Output only the span of lines that begins at the line containing "of jacket with a single marker." and ends at the last line of the data, both included, exactly as they appear.

#####

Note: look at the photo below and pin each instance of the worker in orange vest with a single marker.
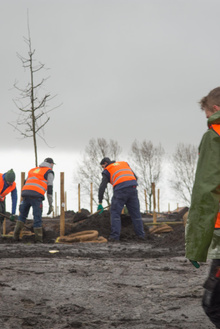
(124, 183)
(38, 182)
(7, 185)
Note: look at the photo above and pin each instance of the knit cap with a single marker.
(10, 176)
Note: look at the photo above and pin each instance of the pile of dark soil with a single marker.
(77, 222)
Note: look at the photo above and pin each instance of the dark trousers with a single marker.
(126, 196)
(2, 210)
(211, 296)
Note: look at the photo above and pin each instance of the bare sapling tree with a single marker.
(184, 161)
(89, 170)
(33, 105)
(146, 159)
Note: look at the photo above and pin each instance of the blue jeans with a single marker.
(36, 204)
(126, 196)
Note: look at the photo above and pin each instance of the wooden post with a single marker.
(145, 197)
(65, 201)
(22, 182)
(4, 227)
(91, 198)
(79, 206)
(62, 205)
(158, 200)
(154, 203)
(56, 205)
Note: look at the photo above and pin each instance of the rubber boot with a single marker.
(18, 227)
(38, 231)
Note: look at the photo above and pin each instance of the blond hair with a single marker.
(213, 98)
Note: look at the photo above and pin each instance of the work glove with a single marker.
(100, 208)
(12, 218)
(195, 263)
(50, 210)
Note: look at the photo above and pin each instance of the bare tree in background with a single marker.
(183, 165)
(147, 161)
(89, 170)
(33, 114)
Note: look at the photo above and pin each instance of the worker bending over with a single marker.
(124, 182)
(8, 185)
(38, 182)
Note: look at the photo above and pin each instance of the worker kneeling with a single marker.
(124, 182)
(38, 182)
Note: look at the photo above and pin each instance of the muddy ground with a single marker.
(126, 285)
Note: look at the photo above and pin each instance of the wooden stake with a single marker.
(4, 227)
(62, 205)
(22, 182)
(65, 201)
(91, 198)
(154, 203)
(56, 204)
(145, 197)
(158, 200)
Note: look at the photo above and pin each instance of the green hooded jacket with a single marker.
(201, 237)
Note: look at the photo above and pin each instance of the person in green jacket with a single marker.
(202, 235)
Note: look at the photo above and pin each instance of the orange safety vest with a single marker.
(120, 172)
(36, 181)
(216, 128)
(7, 190)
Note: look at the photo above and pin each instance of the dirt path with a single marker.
(99, 286)
(127, 285)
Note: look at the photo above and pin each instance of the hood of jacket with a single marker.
(46, 164)
(214, 119)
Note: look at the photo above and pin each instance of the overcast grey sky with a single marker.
(123, 69)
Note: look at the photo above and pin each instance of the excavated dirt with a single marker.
(125, 285)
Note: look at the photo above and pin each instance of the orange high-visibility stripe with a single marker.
(120, 172)
(36, 181)
(7, 190)
(216, 128)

#####

_Finished task_
Note: look at the photo above and pin each instance of the hood of jacket with a single marker.
(46, 164)
(214, 119)
Note: look at the photo above and pin each instance of the overcast grey sky with a single marker.
(123, 69)
Note: look at the photo above and pin each instance of the excavated dirt with a single marker.
(125, 285)
Note: look at the photo above and pin each instance of the orange high-visibility stripe with a single marker.
(120, 172)
(36, 181)
(7, 190)
(216, 128)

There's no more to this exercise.